[Extracted data entries]
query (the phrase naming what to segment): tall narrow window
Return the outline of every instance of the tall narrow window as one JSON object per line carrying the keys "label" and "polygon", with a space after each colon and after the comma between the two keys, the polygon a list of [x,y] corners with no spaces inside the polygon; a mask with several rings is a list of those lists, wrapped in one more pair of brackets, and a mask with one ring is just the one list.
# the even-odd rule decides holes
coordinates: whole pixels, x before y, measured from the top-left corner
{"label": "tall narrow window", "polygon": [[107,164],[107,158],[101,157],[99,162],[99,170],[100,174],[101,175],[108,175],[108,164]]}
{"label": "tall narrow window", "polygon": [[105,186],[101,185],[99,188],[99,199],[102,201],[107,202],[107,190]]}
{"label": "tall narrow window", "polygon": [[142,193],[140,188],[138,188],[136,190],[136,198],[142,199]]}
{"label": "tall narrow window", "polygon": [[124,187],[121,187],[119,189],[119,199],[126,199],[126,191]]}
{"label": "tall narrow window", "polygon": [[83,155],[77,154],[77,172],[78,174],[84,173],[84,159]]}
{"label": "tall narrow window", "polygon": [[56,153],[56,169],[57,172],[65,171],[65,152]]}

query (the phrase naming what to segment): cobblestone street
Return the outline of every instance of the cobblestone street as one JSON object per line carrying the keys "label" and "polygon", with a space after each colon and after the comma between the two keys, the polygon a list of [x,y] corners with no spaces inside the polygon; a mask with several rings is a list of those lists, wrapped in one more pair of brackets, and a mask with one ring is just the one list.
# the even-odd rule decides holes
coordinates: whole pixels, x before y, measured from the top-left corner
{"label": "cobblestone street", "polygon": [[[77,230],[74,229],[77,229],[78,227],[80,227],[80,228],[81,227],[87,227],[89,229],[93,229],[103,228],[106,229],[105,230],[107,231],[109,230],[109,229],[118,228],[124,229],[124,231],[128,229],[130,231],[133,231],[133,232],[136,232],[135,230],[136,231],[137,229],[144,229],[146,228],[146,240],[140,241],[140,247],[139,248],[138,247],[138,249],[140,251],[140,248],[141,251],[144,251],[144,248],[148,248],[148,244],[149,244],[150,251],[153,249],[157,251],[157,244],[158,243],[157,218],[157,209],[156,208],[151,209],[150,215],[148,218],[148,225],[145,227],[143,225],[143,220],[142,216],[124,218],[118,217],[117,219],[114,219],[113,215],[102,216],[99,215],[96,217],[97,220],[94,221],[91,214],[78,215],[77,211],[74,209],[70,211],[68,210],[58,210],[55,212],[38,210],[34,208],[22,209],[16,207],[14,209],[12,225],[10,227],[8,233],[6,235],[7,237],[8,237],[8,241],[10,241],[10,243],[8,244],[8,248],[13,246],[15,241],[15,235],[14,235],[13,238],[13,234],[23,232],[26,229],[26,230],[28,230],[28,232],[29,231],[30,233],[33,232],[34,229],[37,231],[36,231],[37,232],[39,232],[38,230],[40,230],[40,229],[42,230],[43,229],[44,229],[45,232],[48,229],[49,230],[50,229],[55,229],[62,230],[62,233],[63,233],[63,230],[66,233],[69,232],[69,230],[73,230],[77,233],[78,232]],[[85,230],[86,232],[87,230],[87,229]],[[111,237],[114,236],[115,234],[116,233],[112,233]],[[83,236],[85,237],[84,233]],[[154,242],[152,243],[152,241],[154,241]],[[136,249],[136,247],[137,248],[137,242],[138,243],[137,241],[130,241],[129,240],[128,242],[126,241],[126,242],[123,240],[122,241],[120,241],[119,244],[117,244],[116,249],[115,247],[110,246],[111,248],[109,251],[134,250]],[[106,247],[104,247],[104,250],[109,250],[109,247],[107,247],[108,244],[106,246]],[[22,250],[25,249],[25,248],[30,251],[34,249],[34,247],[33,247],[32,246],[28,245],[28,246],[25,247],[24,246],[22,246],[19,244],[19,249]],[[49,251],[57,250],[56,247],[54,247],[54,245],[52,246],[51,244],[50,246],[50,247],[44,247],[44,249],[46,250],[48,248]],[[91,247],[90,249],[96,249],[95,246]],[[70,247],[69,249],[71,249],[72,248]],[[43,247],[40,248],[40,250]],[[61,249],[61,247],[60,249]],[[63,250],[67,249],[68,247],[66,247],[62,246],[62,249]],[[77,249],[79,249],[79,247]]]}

| Problem requirements |
Pull out every line of the listing that contains the string "what", matching case exactly.

| Task result |
query (the phrase naming what to segment): tall narrow window
query (the phrase naming what to segment): cobblestone street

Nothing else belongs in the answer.